DETTAGLI DEL COMPITO: Riporta in una tabella Markdown le righe dei record, iniziando da quella che contiene "the man's smiling" e fermandoti dopo quella che contiene "column 857, row 558", senza le righe vuote. Usa due colonne: "Numero" per il numero progressivo e "Voce" per il testo della riga.

⟨

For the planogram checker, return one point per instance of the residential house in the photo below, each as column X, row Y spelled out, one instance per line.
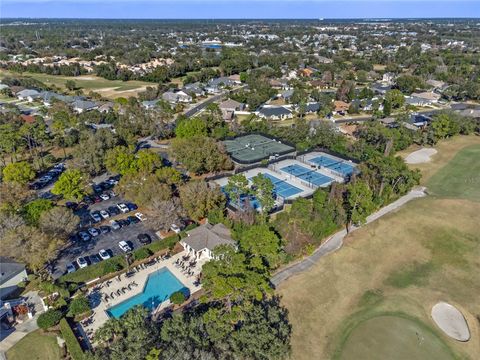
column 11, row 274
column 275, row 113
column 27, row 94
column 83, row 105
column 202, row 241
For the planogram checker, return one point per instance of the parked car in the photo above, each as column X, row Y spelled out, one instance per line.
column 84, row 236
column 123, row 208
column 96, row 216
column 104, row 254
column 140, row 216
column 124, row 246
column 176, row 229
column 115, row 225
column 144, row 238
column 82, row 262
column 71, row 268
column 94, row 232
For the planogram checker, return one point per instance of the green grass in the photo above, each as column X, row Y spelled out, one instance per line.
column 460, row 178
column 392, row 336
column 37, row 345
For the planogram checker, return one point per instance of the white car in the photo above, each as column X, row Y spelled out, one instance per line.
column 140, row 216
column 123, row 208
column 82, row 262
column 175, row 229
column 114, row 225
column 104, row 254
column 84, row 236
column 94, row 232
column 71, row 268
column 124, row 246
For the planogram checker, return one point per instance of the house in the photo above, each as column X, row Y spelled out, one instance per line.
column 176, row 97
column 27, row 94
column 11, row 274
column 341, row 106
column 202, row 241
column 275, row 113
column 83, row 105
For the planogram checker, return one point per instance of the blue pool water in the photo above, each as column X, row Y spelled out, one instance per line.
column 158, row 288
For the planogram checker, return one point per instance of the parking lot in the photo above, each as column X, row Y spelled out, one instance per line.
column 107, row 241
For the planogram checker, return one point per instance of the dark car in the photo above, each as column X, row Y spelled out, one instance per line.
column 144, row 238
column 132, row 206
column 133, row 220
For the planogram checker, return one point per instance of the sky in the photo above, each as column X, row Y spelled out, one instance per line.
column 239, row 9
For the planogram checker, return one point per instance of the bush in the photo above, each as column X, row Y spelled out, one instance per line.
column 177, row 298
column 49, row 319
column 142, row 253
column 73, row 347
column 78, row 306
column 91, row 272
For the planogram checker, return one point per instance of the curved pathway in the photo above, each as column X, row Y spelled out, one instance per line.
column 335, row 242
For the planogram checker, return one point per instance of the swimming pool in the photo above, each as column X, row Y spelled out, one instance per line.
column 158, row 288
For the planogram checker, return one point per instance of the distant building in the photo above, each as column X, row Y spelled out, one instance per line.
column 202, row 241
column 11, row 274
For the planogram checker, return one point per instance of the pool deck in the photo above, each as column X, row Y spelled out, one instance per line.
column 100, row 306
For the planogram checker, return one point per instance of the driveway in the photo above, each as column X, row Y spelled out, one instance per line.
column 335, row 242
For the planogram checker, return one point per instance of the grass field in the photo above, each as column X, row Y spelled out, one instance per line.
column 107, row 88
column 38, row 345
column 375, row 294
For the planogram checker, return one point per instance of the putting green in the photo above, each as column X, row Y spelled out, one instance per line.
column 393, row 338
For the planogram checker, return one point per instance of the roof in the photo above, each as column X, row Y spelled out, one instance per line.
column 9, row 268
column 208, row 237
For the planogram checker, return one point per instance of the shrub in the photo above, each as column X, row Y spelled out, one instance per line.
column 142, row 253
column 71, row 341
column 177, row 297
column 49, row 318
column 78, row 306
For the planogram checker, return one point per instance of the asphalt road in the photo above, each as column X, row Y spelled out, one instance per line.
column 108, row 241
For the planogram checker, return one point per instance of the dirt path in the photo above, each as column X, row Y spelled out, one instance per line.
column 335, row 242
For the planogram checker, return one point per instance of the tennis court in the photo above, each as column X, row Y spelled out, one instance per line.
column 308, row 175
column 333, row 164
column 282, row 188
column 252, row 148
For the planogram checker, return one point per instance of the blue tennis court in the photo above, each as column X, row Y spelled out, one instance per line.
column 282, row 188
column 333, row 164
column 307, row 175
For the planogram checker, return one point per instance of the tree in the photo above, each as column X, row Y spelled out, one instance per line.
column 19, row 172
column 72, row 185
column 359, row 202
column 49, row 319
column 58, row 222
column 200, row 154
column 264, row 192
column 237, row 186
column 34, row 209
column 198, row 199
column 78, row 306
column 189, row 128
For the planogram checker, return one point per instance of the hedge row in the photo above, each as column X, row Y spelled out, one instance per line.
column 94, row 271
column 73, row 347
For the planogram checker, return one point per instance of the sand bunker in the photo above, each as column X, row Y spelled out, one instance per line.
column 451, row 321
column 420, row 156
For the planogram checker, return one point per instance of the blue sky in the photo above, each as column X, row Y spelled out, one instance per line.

⟩
⟨

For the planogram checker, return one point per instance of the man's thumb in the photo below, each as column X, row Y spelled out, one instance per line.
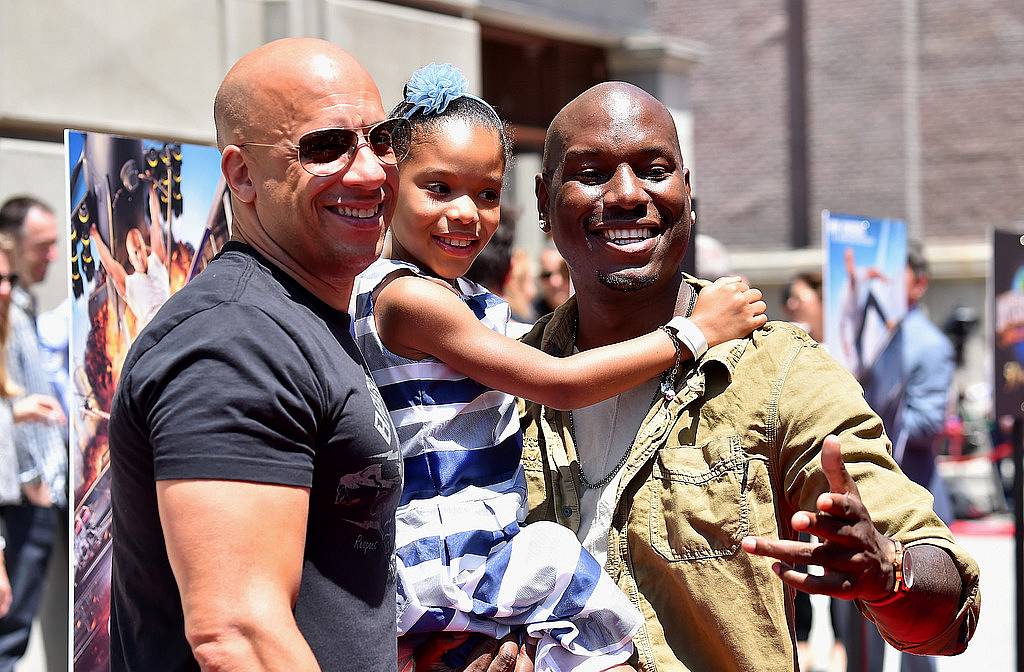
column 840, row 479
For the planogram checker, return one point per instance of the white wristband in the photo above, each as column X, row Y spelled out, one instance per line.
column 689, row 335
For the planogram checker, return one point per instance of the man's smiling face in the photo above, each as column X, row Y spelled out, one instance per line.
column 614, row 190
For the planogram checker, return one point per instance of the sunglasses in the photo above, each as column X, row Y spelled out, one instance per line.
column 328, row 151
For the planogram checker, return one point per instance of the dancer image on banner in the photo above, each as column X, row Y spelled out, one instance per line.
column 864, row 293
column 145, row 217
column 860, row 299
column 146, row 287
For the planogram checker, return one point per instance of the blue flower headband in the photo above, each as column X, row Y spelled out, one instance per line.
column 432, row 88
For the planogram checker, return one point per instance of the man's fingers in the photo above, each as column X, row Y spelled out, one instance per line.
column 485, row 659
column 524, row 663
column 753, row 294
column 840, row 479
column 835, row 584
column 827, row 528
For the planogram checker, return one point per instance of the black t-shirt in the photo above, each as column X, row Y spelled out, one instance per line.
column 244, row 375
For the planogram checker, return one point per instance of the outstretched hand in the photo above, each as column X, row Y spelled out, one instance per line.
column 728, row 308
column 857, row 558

⟩

COMPITO COMPLETATO:
| Numero | Voce |
|---|---|
| 1 | For the planogram checker, return one point per instance of the man's smiling face in the photo above, each as column X, row Y spelled out, one instance per line. |
| 2 | column 614, row 190 |
| 3 | For the planogram checker, return one point per instance of the sunglasses in the photo above, each as column X, row Y spelled out, one instance per line. |
| 4 | column 328, row 151 |
| 5 | For the planogram checker, return one point per instance of the dancer image on banner in the photo above, each as column X, row Y spelled out, one instance per line. |
| 6 | column 864, row 293 |
| 7 | column 145, row 217 |
| 8 | column 860, row 299 |
| 9 | column 146, row 287 |
| 10 | For the planogram checker, return one point per instance of the blue flower headband in the photo above, each as column X, row Y spelled out, one instance per line. |
| 11 | column 432, row 88 |
| 12 | For the planogram checker, return one point per instance of the man's fingers in the photo above, each as column X, row Y spelled out, one instance per line. |
| 13 | column 485, row 659 |
| 14 | column 524, row 663 |
| 15 | column 753, row 294 |
| 16 | column 840, row 479 |
| 17 | column 835, row 584 |
| 18 | column 827, row 528 |
| 19 | For the planogram checker, return one point per instance of the black t-shirt in the photo above, each as column X, row Y spelled out, one instance per line. |
| 20 | column 244, row 375 |
| 21 | For the planogram checker, return one point per instance of the outstretched hand in the photo above, each as column X, row Y spelled out, one instance per line. |
| 22 | column 728, row 308 |
| 23 | column 857, row 558 |